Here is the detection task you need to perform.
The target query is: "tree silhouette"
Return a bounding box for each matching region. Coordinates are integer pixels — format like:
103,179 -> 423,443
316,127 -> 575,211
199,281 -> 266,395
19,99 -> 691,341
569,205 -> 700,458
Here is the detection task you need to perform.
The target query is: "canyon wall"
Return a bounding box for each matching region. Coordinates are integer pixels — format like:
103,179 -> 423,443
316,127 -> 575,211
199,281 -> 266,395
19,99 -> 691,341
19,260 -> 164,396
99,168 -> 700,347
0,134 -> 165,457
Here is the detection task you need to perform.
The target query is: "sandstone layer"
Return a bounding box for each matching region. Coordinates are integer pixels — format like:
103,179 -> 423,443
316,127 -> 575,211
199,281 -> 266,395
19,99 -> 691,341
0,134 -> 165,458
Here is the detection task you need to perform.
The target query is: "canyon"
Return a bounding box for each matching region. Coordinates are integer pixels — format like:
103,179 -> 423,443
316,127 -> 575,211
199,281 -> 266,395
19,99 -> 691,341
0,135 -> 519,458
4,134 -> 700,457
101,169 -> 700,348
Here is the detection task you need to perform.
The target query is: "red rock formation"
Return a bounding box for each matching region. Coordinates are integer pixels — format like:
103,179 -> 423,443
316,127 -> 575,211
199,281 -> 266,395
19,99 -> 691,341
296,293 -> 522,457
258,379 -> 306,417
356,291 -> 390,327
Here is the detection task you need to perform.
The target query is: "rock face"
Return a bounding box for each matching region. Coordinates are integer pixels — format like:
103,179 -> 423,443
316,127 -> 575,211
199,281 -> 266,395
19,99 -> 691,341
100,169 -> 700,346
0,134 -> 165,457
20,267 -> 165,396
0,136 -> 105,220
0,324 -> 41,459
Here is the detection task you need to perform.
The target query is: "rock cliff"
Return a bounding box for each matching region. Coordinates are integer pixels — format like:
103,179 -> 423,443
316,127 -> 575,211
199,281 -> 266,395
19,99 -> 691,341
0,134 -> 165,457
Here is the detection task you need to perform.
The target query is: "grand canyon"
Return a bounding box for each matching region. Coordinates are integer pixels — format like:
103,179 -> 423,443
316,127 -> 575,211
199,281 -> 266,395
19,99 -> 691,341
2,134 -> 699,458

★ ★ ★ ★ ★

* _WHAT TO WORK ON_:
Extract every entry above as it appears.

* _PROBLEM SOLUTION_:
Here is the detection task you need to perform.
The target query is: "tree silhouette"
Return a bounding box for each matching region. Coordinates are integer pixels — format like:
103,179 -> 423,443
316,127 -> 575,211
199,281 -> 266,395
19,99 -> 691,341
569,205 -> 700,458
Here is the detection task you need to perform.
The target query is: "canyon wall"
Return a bounding box for each matching region. Coordinates are integer pixels — format like:
103,179 -> 423,443
316,127 -> 575,211
199,281 -> 266,395
19,99 -> 691,341
19,260 -> 164,396
99,168 -> 700,347
0,134 -> 165,457
Here is the detection task you need to perform.
The target query is: "sandstone layer"
Return a bounding box for each matching region. Coordinates are integer pixels — format like:
103,179 -> 423,443
316,127 -> 575,211
199,281 -> 266,395
19,99 -> 691,341
0,134 -> 165,458
Here is the detection task you need to perform.
The target query is: "canyon"
Return a bounding box for each matching region. Coordinates are integer pixels — format like:
103,179 -> 423,443
316,127 -> 575,211
199,281 -> 266,395
19,99 -> 691,341
0,135 -> 519,458
4,134 -> 700,457
101,169 -> 700,348
Here is the detection task you need to perform.
The target query is: "red rock formation"
Return a bounding box for each matching region. Coordinates are integer pixels — format like:
103,179 -> 423,443
316,127 -> 575,211
199,281 -> 266,395
19,99 -> 691,341
296,293 -> 522,457
258,379 -> 306,417
356,291 -> 390,327
Here is the detection task you need to perform.
The target query is: "rock face"
Return a bounding box for each matching region. Coordinates are integer pixels — format like:
103,179 -> 423,443
316,127 -> 575,211
199,281 -> 266,395
19,99 -> 691,341
100,169 -> 700,346
0,134 -> 165,457
20,267 -> 165,396
0,136 -> 105,220
0,324 -> 41,459
Here is the detection task you need to perform.
The target query is: "rock cliff"
Return a bounding box for each matching region. Coordinates are integer pixels — format like:
103,179 -> 423,443
316,127 -> 575,211
199,281 -> 266,395
19,99 -> 691,341
0,134 -> 165,457
Here is the detection task you need to perform.
The target query is: "grand canyon"
Return a bounding box for each matching region. Coordinates are integer pixels — format like:
103,179 -> 423,443
316,127 -> 575,211
199,281 -> 266,395
19,99 -> 691,341
2,134 -> 699,458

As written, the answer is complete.